*Task list:*
[A] Copy the stretch of the blog excerpt from "The State of" through "city’s oldest bars." word for word.
[B] In the blog excerpt, what is the latest time Indiana's Happy Hour can run?
[C] Continue the blog excerpt about cinnamon rolls, chemo and Indiana's Happy Hour from its last sentence.

*Passage to read:*
● ● ● ●

One of my former babysitters (understand, she babysat me and my brother) posted last night that she was making cinnamon rolls from scratch and I swear I can smell them coming out of the oven. Of course, 500 miles is too great a distance to even think about having her send me a pan. Plenty of bakeries make cinnamon rolls, but there’s nothing like the texture, flavor, and smell of those fresh out of someone’s home oven. Do I need them? No, of course not. They sure would make me feel good while I was eating them, though.
Food is a critical element for anyone, but the combination of chemo and diabetes makes it a critical matter. Not eating isn’t an option and could potentially have deadly results. Eating comfort food, like cinnamon rolls, doesn’t help my sugar intake. I have to eat something when taking the chemo, but if it’s too heavy I get indigestion. In fact, eating too much blocks the effects of the chemo, so that’s not a helpful path. Trying to keep everything in balance is a daily challenge. We know lean meats and veggies are best, but for breakfast? Who wants green beans for breakfast?
The State of Indiana is getting its Happy Hour back. 40 years ago, the state banned the practice of Happy Hour at bars and restaurants out of concern that it encouraged people to over-consume alcohol within a short period of time, leading to more drunk driving. As of July 1, it’s back. The state legislature passed the bill earlier this year and Gov. Holcomb signed it yesterday at one of the city’s oldest bars.
Here’s the catch: Happy Hour cannot extend beyond 9:00 PM. That sets the stage for a number of hypothetical situations. One would be that people might be encouraged to get their drunk on earlier, releasing them into the wild during rush hour. Another might be that bars that offer Happy Hour could see a significant downturn in business after 9:00 PM. A third possibility is that it could bring back the after-hours office drinking that was once a regular part of any business.

● ● ● ●

*Raw data:*
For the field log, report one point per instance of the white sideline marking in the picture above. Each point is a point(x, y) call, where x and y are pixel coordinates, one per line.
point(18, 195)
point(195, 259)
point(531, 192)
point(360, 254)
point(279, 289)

● ● ● ●

*Responses to the tasks:*
[A]
The State of Indiana is getting its Happy Hour back. 40 years ago, the state banned the practice of Happy Hour at bars and restaurants out of concern that it encouraged people to over-consume alcohol within a short period of time, leading to more drunk driving. As of July 1, it’s back. The state legislature passed the bill earlier this year and Gov. Holcomb signed it yesterday at one of the city’s oldest bars.

[B] 9:00 PM

[C]
Are those concerns still applicable, though? With so much work being done remotely, there aren’t as many people in offices who want to get together after work. They have children and pets to get home to. They have errands to try and run. And younger employees simply aren’t interested.
Bars and restaurants are still not the late-night draw that they were before COVID. Kat came out of a performance venue last night to nearly empty streets in one of the most fashionable areas of town. Bars struggle to pull people in late because young people especially are interested in things other than drinking until they puke. That doesn’t mean you won’t find a party here or there, but ask almost any bar owner and they’ll tell you that they’re struggling to attract and keep people very late, especially during the week.
As for the drunk driving concerns, rates of drunk driving fatalities have been steadily on the downturn since 1985. Sure, even one death is devastating, but once again, that 21-35-year-old demographic that was previously responsible for so many tragedies is more responsible for their drinking than their parents’ generation.
The proof is in the pudding and it seems natural that there could be an uptick in public drunkenness and drunk driving during the latter part of the summer. But overall, I don’t think there’s much danger of returning to the levels that existed all the way back when I was in college. We were the generation that defined rowdy drunken parties. I’m hopeful our children learned to not make the same mistakes.